*WHAT TO DO*
Copy the entries below, changing every "innermost point" to "central point" and leaving everything else the same.
#### DATA ROWS
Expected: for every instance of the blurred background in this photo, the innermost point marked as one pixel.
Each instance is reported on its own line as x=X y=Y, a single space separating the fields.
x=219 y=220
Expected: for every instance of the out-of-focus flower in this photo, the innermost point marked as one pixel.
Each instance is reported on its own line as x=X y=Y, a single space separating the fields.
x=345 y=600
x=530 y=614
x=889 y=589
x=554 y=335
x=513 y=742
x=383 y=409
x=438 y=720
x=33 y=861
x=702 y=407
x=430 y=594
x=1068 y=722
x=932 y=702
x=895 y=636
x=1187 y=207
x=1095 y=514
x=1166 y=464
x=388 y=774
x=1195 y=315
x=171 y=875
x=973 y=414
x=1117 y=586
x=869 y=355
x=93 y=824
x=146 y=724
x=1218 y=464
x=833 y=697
########
*RESULT BELOW*
Expected: for every instance of the blurred background in this photo, the central point marked as one pixel.
Each instance is reported on its own line as x=X y=Y, a single space separating the fields.
x=219 y=220
Expected: for every instance of the out-of-focus flower in this photo, the central point marked as one pixel.
Each instance is reported on its own line as x=X y=Y, a single space separating the fields.
x=345 y=600
x=530 y=614
x=889 y=589
x=554 y=335
x=513 y=742
x=383 y=409
x=438 y=720
x=33 y=861
x=702 y=407
x=430 y=594
x=1068 y=722
x=932 y=702
x=895 y=636
x=1187 y=207
x=1095 y=514
x=1166 y=464
x=388 y=774
x=1195 y=315
x=171 y=875
x=973 y=414
x=1117 y=586
x=869 y=355
x=93 y=824
x=146 y=724
x=1218 y=464
x=833 y=697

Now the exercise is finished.